Show all lines from the records below in which the string "clicks" is present.

### RECORDS FOR THE TASK
⟨
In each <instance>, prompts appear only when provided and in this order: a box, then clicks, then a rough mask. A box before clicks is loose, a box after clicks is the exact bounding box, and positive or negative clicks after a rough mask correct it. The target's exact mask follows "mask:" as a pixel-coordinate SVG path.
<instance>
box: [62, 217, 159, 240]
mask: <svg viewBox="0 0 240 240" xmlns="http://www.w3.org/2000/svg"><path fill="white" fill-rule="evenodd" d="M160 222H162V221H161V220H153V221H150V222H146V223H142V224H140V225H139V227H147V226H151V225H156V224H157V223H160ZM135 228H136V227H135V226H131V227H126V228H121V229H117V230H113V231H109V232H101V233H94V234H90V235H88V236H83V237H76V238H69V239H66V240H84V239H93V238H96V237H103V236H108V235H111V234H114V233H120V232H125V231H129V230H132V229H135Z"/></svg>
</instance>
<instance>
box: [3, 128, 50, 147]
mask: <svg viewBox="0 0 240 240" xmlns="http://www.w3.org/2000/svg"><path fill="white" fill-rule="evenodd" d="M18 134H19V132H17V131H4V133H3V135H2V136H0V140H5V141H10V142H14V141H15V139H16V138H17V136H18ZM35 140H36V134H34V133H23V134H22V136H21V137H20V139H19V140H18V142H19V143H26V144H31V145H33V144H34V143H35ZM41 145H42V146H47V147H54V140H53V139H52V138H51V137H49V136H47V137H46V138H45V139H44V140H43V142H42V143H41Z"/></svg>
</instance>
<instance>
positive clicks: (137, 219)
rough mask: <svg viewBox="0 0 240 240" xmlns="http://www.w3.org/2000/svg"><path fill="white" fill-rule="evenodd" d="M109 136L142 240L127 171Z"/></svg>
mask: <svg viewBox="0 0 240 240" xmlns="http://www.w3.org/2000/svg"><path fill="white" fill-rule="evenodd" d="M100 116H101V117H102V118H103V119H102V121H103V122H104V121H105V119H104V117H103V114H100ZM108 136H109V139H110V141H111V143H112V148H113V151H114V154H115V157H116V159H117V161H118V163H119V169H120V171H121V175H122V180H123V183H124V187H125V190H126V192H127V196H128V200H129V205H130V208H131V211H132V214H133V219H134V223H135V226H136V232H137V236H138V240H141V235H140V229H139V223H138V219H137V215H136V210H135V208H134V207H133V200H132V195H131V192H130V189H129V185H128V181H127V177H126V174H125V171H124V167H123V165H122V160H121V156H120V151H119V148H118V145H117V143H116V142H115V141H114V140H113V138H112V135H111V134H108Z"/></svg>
⟩
### TASK SOLUTION
In each <instance>, prompts appear only when provided and in this order: a box, then clicks, then a rough mask. A box before clicks is loose, a box after clicks is the exact bounding box, and positive or negative clicks after a rough mask correct it. The target's exact mask follows "mask:" as a pixel-coordinate SVG path.
positive clicks: (137, 219)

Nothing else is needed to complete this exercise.